→ **TASK GOAL**:
Starting with the line containing "Where can the t-shirt" and going through the end of the entries, change "single-line" to "one-line", then give those lines again with nothing else altered.

(Location identification items)
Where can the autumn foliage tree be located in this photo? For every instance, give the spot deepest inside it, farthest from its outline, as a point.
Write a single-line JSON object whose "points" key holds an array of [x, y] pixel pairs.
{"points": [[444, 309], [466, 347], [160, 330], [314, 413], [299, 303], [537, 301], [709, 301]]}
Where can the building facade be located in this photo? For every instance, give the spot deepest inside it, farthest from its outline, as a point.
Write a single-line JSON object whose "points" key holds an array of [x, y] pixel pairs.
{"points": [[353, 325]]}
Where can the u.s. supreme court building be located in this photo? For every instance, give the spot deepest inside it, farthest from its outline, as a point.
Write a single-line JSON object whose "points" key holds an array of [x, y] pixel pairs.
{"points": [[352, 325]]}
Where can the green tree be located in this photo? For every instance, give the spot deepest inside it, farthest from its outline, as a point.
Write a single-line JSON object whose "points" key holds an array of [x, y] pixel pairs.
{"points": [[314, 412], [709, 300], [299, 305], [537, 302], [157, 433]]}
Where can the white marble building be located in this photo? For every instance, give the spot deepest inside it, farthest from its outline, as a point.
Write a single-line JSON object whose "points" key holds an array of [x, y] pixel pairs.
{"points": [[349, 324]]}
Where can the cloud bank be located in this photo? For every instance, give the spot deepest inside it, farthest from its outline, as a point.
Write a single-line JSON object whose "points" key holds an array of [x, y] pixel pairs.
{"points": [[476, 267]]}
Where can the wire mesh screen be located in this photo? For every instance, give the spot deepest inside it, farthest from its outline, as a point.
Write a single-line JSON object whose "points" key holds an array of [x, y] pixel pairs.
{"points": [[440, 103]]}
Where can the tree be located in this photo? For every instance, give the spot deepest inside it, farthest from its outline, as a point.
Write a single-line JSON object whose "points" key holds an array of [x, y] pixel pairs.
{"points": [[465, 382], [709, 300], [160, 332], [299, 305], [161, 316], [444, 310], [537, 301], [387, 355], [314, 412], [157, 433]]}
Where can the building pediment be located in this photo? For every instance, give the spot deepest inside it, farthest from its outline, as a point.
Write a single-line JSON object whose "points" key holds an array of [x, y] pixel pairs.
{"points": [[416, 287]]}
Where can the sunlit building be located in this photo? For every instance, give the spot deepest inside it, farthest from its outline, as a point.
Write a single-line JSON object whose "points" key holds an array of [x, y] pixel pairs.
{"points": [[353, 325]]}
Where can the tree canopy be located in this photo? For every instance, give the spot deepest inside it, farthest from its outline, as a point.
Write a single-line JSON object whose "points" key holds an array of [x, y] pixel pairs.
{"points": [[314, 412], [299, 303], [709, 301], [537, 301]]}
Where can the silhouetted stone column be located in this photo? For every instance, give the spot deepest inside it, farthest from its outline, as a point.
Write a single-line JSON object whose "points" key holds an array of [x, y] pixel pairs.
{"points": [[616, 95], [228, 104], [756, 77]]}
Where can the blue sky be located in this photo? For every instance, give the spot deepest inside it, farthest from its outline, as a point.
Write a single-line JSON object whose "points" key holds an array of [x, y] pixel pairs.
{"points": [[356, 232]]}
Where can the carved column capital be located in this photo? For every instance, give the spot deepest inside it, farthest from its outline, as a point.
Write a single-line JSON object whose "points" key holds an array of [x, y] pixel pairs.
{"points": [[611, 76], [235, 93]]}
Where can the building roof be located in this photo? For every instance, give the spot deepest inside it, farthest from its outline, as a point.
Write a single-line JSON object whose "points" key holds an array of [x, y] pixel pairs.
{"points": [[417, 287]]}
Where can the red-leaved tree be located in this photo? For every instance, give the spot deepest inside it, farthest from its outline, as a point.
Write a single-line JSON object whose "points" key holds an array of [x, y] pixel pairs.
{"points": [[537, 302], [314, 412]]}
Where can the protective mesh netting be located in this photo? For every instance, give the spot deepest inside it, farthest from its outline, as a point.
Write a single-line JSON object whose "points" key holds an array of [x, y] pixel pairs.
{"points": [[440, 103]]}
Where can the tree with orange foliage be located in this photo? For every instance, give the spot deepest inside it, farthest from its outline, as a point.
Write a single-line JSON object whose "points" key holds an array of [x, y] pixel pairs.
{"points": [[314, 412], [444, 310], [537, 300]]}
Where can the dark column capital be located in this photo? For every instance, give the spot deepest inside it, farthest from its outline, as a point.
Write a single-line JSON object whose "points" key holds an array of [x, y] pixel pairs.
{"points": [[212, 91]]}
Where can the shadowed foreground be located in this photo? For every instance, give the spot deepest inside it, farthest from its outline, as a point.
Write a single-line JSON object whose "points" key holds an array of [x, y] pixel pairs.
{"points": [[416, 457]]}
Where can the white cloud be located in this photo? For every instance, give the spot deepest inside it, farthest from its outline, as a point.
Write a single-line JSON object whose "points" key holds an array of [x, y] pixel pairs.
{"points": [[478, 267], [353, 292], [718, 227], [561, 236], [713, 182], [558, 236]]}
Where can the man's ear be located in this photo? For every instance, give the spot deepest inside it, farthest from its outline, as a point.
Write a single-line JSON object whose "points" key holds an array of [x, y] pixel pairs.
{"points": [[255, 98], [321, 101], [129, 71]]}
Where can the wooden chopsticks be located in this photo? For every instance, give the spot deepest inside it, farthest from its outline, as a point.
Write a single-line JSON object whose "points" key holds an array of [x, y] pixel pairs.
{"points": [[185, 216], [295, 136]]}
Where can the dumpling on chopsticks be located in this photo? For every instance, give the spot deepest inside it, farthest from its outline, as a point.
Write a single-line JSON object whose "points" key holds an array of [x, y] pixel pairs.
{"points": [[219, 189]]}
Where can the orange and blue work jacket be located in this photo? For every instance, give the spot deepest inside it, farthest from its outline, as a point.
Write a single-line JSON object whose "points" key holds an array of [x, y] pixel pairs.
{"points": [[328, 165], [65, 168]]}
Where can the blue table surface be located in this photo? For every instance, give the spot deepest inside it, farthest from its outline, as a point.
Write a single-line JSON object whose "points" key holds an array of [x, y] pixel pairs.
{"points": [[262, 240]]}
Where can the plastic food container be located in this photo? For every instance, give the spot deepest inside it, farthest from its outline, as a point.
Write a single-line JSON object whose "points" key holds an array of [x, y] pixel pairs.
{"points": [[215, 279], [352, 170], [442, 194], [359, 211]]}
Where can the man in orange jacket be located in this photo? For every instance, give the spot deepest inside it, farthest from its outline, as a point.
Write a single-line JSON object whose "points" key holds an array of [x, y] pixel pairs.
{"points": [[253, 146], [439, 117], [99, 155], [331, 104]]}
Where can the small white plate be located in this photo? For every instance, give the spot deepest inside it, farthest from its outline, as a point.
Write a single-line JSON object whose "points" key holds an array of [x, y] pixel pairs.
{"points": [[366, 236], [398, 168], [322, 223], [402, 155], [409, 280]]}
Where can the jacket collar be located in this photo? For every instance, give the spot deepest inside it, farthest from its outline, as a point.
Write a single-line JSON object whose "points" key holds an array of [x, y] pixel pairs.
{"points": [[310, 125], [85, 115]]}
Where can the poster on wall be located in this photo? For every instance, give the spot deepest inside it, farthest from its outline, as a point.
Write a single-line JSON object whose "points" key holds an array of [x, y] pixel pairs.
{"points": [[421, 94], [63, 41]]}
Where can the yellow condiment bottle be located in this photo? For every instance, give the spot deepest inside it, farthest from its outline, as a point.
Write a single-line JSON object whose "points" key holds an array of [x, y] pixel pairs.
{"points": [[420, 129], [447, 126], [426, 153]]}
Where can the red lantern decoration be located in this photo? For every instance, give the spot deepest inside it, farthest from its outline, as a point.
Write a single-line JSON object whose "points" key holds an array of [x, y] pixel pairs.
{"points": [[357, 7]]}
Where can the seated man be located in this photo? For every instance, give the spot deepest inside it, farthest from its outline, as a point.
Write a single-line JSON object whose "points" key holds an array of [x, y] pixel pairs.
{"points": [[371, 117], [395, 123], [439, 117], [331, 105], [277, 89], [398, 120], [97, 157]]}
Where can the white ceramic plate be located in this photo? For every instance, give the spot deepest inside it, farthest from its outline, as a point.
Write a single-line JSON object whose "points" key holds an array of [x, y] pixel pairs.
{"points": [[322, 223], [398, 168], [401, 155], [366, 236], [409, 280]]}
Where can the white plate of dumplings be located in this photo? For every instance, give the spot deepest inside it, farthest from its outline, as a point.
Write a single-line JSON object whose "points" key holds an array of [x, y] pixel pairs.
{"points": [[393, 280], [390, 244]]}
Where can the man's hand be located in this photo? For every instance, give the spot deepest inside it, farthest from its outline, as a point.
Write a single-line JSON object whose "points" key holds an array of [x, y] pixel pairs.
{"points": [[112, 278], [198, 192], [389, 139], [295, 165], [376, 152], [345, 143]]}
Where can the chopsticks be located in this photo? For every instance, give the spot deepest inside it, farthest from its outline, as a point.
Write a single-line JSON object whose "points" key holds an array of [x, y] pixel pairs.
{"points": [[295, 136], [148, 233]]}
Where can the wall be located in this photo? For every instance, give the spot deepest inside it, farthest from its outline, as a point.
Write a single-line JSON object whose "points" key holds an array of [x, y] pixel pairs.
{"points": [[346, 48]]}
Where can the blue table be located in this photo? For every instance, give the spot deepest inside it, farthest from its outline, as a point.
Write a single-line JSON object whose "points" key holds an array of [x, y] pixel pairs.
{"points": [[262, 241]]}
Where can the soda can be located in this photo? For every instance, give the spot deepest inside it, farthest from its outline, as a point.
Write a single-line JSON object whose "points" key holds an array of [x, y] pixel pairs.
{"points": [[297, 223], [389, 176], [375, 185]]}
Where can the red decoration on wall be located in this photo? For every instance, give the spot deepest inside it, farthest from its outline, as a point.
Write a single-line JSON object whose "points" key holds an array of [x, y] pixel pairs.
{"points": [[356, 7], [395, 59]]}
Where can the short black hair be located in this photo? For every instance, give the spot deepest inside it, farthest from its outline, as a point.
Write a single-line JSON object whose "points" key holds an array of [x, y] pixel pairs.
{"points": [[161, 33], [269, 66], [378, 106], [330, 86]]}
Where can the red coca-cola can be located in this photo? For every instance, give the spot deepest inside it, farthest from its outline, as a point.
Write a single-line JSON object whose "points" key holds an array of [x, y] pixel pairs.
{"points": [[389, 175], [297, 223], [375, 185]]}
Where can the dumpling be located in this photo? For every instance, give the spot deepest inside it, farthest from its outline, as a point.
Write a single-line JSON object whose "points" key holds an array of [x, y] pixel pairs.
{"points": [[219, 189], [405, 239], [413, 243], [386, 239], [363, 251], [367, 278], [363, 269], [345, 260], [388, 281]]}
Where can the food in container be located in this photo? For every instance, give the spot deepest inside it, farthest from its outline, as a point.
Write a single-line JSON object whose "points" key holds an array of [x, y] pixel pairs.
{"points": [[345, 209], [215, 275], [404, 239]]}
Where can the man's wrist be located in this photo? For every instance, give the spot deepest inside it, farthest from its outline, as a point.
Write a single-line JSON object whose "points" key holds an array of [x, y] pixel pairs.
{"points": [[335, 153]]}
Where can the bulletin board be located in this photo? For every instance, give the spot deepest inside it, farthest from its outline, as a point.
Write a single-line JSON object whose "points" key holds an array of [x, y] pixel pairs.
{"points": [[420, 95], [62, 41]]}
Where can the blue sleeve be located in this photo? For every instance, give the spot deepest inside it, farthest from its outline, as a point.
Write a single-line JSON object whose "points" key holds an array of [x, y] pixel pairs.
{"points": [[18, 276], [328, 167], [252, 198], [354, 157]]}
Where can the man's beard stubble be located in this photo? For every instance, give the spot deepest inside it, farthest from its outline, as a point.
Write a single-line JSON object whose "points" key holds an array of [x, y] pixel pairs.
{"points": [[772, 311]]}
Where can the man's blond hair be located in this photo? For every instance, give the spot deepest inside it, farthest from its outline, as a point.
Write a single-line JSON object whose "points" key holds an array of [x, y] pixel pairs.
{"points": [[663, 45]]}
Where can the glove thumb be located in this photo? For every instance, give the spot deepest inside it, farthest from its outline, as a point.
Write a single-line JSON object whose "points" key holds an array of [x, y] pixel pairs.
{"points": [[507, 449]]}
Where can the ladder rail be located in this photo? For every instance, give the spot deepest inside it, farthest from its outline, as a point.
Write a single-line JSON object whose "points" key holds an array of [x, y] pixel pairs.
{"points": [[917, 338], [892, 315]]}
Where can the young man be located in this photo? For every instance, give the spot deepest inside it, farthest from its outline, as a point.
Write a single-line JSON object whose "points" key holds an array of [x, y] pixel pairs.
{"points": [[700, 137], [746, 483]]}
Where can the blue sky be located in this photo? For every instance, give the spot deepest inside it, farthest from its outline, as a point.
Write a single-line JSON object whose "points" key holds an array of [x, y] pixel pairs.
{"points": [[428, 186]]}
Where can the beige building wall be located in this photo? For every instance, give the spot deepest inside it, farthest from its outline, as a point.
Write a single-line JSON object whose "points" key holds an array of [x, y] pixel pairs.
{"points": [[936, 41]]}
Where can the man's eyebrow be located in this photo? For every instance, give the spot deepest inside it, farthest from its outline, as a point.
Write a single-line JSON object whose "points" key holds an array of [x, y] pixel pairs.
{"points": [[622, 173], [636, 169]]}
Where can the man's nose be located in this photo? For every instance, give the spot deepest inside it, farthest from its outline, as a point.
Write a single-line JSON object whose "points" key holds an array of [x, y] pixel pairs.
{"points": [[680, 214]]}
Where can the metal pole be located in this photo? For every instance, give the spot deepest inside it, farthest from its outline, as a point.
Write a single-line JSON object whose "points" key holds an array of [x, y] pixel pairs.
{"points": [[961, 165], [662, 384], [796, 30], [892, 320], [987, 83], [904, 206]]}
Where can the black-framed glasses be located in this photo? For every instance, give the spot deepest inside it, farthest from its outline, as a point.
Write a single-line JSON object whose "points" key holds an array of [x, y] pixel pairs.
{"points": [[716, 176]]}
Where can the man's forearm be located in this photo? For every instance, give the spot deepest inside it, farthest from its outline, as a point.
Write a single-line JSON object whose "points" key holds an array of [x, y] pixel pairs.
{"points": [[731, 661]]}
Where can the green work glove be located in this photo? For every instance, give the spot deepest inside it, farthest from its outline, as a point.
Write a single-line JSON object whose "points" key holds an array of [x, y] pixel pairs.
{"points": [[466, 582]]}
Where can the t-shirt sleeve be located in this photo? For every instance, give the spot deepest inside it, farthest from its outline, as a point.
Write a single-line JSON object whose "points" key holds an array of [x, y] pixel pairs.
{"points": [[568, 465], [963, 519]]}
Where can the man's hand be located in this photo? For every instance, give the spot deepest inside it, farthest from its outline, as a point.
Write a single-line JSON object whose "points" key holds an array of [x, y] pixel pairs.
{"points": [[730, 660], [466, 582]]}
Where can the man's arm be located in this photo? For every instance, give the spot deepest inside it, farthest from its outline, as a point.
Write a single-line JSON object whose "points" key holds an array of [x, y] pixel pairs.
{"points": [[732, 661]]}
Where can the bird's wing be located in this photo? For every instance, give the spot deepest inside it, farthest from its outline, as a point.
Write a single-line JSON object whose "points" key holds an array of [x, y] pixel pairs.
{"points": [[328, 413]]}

→ **SOLUTION BELOW**:
Where can the t-shirt sleeve be located in this photo? For every instance, give the spot deepest inside it, farthest from its outline, as a point.
Write a one-line JSON object whose "points" key holds an array of [x, y] pixel pairs.
{"points": [[568, 465], [963, 519]]}
Where can the man's hand be located in this photo? For every instance, give the spot deepest inside it, farthest from its outline, as a point.
Write a one-line JSON object whose "points" key holds an array of [x, y] pixel pairs.
{"points": [[730, 660], [466, 582]]}
Where can the man's arm be located in this photo? For every instance, give the spot deepest inside it, farthest from its outline, as a point.
Write a one-line JSON object whose "points" key holds an array of [x, y] pixel pairs.
{"points": [[732, 661]]}
Where can the bird's wing be located in this photo? For every instance, give the spot deepest inside it, farthest from its outline, as a point.
Write a one-line JSON object whose "points" key holds an array of [x, y] pixel pairs.
{"points": [[328, 413]]}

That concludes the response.